- **Required work**
Answer these questions about the thread below on showing two pandas tables side by side:
1. What does the asker say is their main goal?
2. What is the name of the function written in the reply?
3. From which module is display_html imported?

- **Given text**
════

Jupyter notebook display two pandas tables side by side - pandas

I have two pandas dataframes and I would like to display them in Jupyter notebook.
Doing something like:
display(df1)
display(df2)
Shows them one below another:
I would like to have a second dataframe on the right of the first one. There is a similar question, but it looks like there a person is satisfied either with merging them in one dataframe of showing the difference between them.
This will not work for me. In my case dataframes can represent completely different (non-comparable elements) and the size of them can be different. Thus my main goal is to save space.

I have ended up writing a function that can do this:
[update: added titles based on suggestions (thnx #Antony_Hatchkins et al.)]
from IPython.display import display_html
from itertools import chain,cycle
def display_side_by_side(*args,titles=cycle([''])):
html_str=''
for df,title in zip(args, chain(titles,cycle(['</br>'])) ):
html_str+='<th style="text-align:center"><td style="vertical-align:top">'
html_str+=f'<h2 style="text-align: center;">{title}</h2>'
html_str+=df.to_html().replace('table','table style="display:inline"')
html_str+='</td></th>'
display_html(html_str,raw=True)
Example usage:
df1 = pd.DataFrame(np.arange(12).reshape((3,4)),columns=['A','B','C','D',])
df2 = pd.DataFrame(np.arange(16).reshape((4,4)),columns=['A','B','C','D',])

════

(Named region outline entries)
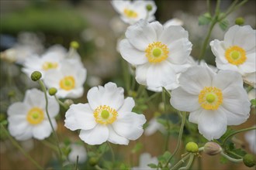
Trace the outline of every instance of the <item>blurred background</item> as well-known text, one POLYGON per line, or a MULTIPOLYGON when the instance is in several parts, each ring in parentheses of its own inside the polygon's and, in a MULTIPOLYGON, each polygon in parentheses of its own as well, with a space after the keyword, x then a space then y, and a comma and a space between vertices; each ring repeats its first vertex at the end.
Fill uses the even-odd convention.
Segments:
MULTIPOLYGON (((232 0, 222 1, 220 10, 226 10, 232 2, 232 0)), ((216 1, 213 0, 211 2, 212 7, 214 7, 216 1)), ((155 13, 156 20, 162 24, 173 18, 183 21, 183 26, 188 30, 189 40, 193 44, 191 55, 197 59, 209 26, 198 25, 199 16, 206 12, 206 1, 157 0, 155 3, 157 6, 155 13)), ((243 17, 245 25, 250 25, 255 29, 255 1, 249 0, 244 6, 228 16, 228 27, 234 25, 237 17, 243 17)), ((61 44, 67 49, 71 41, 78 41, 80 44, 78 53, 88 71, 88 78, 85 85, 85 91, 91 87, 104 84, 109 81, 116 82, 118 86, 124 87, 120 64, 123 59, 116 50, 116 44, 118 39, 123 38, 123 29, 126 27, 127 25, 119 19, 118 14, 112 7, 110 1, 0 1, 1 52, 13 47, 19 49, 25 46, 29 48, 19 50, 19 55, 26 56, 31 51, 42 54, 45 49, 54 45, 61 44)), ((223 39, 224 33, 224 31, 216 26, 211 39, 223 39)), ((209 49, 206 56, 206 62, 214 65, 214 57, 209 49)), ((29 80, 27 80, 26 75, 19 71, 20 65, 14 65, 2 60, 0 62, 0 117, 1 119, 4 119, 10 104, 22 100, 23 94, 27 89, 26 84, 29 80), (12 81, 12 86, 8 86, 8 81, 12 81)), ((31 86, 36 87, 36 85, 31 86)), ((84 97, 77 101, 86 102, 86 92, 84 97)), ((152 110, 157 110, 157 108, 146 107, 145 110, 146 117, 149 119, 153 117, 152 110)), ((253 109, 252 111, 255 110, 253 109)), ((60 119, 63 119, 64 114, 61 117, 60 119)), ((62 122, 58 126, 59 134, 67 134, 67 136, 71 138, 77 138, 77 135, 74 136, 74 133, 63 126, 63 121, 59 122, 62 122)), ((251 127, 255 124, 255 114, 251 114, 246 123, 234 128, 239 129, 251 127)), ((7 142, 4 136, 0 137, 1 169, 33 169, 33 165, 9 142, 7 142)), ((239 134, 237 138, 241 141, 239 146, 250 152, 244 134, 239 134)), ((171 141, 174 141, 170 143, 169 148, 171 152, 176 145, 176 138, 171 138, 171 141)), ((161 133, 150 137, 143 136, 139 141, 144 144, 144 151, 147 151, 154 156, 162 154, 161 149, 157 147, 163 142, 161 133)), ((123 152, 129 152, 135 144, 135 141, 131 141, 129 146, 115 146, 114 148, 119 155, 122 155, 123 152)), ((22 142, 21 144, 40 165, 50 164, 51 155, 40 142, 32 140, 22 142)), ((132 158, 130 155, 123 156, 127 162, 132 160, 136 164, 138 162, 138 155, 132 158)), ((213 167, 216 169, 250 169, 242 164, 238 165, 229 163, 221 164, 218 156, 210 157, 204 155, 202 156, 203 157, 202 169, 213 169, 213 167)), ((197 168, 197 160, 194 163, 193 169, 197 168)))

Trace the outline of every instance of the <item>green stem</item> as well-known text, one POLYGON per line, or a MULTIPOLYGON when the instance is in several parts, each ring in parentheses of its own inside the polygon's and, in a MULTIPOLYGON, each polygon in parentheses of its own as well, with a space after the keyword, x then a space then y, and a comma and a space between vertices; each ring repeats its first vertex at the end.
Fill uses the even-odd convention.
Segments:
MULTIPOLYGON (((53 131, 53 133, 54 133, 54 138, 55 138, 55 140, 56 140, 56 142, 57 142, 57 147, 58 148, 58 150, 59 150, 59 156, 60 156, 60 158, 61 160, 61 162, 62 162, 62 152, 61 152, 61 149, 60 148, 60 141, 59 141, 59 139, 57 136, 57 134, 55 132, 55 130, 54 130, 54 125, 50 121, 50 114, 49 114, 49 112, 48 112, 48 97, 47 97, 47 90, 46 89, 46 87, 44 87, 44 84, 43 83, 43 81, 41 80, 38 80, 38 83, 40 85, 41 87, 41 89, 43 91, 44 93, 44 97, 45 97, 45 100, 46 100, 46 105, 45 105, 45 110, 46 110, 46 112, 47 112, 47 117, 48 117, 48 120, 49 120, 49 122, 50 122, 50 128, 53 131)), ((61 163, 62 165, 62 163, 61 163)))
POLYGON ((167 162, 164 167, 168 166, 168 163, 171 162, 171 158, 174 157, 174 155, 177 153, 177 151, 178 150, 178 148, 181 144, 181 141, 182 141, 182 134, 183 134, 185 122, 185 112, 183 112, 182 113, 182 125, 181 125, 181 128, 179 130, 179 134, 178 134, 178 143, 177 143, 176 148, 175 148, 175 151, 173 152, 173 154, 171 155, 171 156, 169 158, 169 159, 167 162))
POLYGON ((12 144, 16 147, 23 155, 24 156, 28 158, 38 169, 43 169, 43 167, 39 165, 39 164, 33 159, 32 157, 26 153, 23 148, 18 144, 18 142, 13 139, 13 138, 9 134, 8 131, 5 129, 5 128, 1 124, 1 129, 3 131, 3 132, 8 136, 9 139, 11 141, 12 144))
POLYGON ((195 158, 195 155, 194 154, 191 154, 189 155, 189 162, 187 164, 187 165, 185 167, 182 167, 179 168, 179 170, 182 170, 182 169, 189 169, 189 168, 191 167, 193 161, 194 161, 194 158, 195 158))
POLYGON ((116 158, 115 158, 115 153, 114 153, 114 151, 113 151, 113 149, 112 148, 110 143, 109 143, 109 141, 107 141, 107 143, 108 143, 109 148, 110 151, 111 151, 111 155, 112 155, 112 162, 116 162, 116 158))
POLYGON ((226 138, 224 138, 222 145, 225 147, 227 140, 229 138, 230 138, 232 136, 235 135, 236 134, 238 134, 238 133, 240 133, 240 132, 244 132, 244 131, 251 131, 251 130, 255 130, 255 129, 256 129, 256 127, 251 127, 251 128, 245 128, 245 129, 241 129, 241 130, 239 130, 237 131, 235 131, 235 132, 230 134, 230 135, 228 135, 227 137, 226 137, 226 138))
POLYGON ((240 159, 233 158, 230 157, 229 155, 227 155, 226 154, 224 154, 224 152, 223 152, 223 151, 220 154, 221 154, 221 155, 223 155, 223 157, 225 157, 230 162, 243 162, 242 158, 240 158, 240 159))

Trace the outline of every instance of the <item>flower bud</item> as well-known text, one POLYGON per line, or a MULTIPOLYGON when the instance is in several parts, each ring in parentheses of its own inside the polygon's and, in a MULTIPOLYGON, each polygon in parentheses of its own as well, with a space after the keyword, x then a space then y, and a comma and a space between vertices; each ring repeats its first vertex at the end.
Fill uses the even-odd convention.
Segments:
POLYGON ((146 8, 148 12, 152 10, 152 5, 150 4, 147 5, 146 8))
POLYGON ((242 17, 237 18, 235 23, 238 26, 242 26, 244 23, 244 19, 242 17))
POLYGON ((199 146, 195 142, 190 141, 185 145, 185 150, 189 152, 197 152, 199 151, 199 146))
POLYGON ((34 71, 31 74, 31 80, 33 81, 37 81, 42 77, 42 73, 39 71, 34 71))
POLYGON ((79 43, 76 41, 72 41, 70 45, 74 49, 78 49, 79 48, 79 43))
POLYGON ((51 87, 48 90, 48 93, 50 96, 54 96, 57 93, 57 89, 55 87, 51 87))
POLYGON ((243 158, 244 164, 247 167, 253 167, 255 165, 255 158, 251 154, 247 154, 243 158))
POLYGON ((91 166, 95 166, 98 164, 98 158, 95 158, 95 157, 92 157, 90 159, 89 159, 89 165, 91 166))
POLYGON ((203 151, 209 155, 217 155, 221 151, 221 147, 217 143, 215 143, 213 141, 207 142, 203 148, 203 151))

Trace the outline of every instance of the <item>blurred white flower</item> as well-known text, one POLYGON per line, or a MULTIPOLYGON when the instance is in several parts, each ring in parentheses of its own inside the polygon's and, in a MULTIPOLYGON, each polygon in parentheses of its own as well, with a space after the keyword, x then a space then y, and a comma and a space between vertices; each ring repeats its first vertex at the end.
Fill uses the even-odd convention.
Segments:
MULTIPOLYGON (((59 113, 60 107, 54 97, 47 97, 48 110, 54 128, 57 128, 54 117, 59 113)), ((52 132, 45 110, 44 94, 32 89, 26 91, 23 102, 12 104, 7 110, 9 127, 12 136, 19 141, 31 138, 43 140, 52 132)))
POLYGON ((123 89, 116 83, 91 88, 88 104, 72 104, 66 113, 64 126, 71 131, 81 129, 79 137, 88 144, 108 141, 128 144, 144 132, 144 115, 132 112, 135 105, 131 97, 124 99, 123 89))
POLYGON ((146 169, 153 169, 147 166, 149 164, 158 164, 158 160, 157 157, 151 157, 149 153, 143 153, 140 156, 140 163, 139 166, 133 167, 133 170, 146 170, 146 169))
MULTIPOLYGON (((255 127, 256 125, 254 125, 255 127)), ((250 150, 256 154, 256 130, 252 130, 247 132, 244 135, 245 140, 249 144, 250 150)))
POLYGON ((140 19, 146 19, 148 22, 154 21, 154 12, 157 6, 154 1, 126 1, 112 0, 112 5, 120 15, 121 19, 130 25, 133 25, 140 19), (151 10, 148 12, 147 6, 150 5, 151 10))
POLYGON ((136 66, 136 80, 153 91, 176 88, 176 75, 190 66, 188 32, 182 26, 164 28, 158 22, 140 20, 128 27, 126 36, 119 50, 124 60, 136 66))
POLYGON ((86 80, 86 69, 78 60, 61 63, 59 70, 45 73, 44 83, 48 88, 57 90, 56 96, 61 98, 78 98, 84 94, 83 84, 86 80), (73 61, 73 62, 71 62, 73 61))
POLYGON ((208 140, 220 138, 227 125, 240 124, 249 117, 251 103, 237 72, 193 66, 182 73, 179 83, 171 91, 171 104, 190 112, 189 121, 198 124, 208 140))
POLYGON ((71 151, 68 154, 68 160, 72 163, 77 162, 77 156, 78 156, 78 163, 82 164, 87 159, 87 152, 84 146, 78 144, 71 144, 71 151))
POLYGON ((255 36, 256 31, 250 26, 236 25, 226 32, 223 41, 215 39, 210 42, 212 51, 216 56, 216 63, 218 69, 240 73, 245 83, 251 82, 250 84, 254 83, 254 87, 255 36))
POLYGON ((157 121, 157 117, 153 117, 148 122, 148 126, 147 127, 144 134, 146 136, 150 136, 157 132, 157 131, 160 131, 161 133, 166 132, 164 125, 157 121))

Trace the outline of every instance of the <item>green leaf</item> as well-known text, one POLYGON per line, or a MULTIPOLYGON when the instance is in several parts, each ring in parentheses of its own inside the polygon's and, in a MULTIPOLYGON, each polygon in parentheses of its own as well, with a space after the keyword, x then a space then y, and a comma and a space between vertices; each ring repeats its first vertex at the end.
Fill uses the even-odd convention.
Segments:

════

- **Result for this exercise**
1. To save space.
2. display_side_by_side
3. IPython.display